• INSTRUCTIONS
• a. Say whether each statement agrees with the post about the Berggasse gallery below. Answer yes or no for each and quote the deciding words of the post. (i) The gallery can be browsed from inside. (ii) Siegmund and Helen Kornmehl had no children. (iii) Minna Kornmehl Allina rented space to boarders from the University of Vienna.
• b. Pick up the post about the Berggasse gallery below and carry it on from its final sentence.

• SOURCE
Here’s a closeup of that gallery from the quiet morning picture above:
It turns out I was wrong about the traipsing part; the gallery isn’t one in most conventional senses of the term, merely a window display that can’t be browsed from inside. I guess that’s what “A View from the Outside,” the Joseph Kosuth work that introduced the conversion of the butcher shop in 2001, meant. I have to admit that went right over my head.
I was also disappointed by the gallery’s size. The space is tiny, representing only a small portion of the original shop, which is mostly used as storage space for the museum; I snuck a peek in later, and found the onetime thriving business piled with boxes and files. As for the art, when I visited, a small abstract sculpture was on display. I’m afraid I couldn’t fathom its connection to Freud, neither to his theories nor to his life.
All in all, I was feeling pretty obtuse.
I realize it’s virtually impossible to see the sculpture, or much of anything else, from the picture below, another not-so-successful attempt to capture the space without reflection. If you look carefully, however, you can see me shooting the picture, and also see the building across the street.
More Kornmehl Property—And Claims to Fame
It’s a significant building, as it turns out: #18 Berggasse also belonged to Siegmund Kornmehl.* I don’t know that he ever lived there; I have only seen documents proving that he was forced to sign over ownership to the building at the same time as he signed over the butcher shops–more on that in a minute. Siegmund and his wife, Helen, didn’t have any children. After they war, they adopted their niece, Stella Schmerling (daughter of David, whom I mentioned earlier as one of the two witnesses to my grandparents’ wedding), in order to get the properties back for her and her family. They were not very successful.
I also know that Minna Kornmehl Allina, the sister of one of Siegmund Kornmehl’s brothers-in-law, lived there with her four children; she rented space to boarders from the nearby University of Vienna to help make ends meet.
Notice the graffiti on the door’s bottom. The neighborhood–part of Alsegrund, the 9th district–is fairly gentrified but not entirely so.
Now here’s where it gets more interesting, historically speaking. One of Minna’s four children, Curt Allina, may not have been as famous as Freud, but he nevertheless had some influence on popular culture. After he fled to the U.S., Allina rose up the ranks of Pez, an Austrian company, and he is credited with creating the iconic candy dispensers. There is a picture of the earlier Pez-without-heads next to the title of this post. The words mean “the sweet joy” (yes, “Freude” means joy).

• STORED DATA
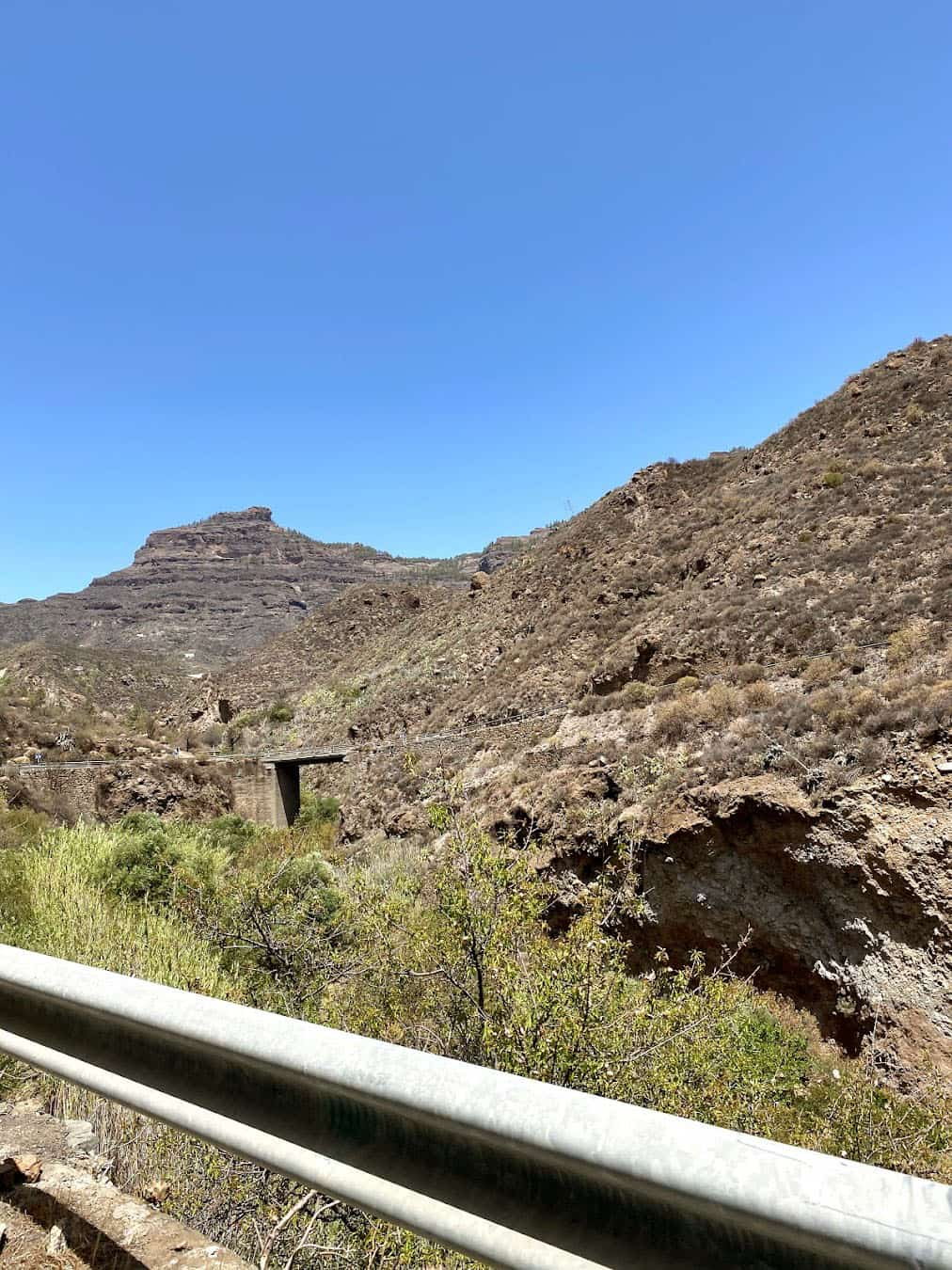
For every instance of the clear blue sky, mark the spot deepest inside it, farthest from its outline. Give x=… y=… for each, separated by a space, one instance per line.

• FINAL ANSWERS
• a.
(i) No: "merely a window display that can’t be browsed from inside."
(ii) Yes: "Siegmund and his wife, Helen, didn’t have any children."
(iii) Yes: "she rented space to boarders from the nearby University of Vienna to help make ends meet."

• b.
I don’t know if you’ve ever tasted the candy, but I have and can assure you the company would literally be history without those dispensers to keep the business going.
You can read more about Curt Allina and his career here.
Decades after he left Vienna, Curt claimed in his Shoah testimony that he used to peer into Freud’s office from his home across the street when he was a boy. I discovered that this would have been impossible from any angle of Berggasse #18. Freud’s couch could only be seen from the courtyard of #19, and even from there it would have been obscured by trees. That’s okay. Memory plays tricks, as Freud would be the first to confirm.
Curt also said that he mostly remembers Freud as an old man in the neighborhood, which does seem likely.
Another Butcher Shop
Speaking of inaccuracies, although all the Freud Museum literature calls Siegmund Kornmehl’s butcher shop at 19 Berggasse “kosher,” that’s not the case, as this ad from the January 22, 1926, edition of Die Wahrheit, Vienna’s key Jewish newspaper, indicates:
I blogged about this in some detail here but, in brief, #19 was the primary butcher shop, with two satellites. The kosher one, noted to be under rabbinical supervision, is down the block, at #15. The third shop–like the main one, not kosher–was on 97 Wahringerstrasse, in district 18. I saw the building on the bus en route to Freud’s summer home, which is whole other story.
So, the final Kornmehl- and Freud-related building on the block is #15 Berggasse, below:
How is Freud related? Freud’s wife, the former Martha Bernays, was the granddaughter of Hamburg’s chief rabbi; she had wanted to run an observant Jewish household, as her parents’ had been, but her husband objected. It wasn’t until after Freud’s death that she started lighting shabbos candles again. It seems reasonable to assume that, unbeknownst to her husband, she ducked into Berggasse 15, two stores down from her home, and bought kosher meat from Siegmund Kornmehl. When she wasn’t serving Freud ham, of course. But that’s another, longer story.
I’m not sure where the kosher butcher shop might have been, but it’s a lovely building, isn’t it?
*UPDATE: There’s a chance #18 might have belonged to the Other Siegmund Kornmehl, the cafetier–which would make sense since it was his sister who was living there. The records I saw don’t specify the property owner’s profession.
Jill Kornmehl says
Lovely post documenting all the Kornmehl abodes and establishments on Berggasse. What is very clear is that the Freud family was — subconsciously of course — being observed by Kornmehl family members wherever they roamed on that street. He was surrounded by them and the Freud Museum would be a wonderful place to highlight their interactions and co-existence in an exhibit in the former Kornmehl butcher space. Much more interesting than the art gallery!
Edie Jarolim says
Thanks, Jill. I admit I loved the idea of the young boy, Curt Allina, thinking of Freud as just an old guy he saw around the neighborhood, even though he was very famous by then. Kids tend to cut through all pretense and, later in life, Curt must have been tired of being asked about Freud. I agree, of course, about the art gallery. 🙂
Blima Lorber says
I share with you the feelings of getting to know the places our families lived and worked. My deep experience was in Poland. It is putting pieces of a huge puzzle together!
Edie Jarolim says
It is like a puzzle, isn’t it? And it is even more interesting when you are there in person, and can see it for yourself. I’m glad you had a similar experience in Poland!
Renee Downing says
The connection between Freud and Pez is too wonderful, Edie! (God, how I lusted after those as a kid.) The invention of psychoanalysis and that of a genius candy product, all in one little stretch of sidewalk. That’s what I call history.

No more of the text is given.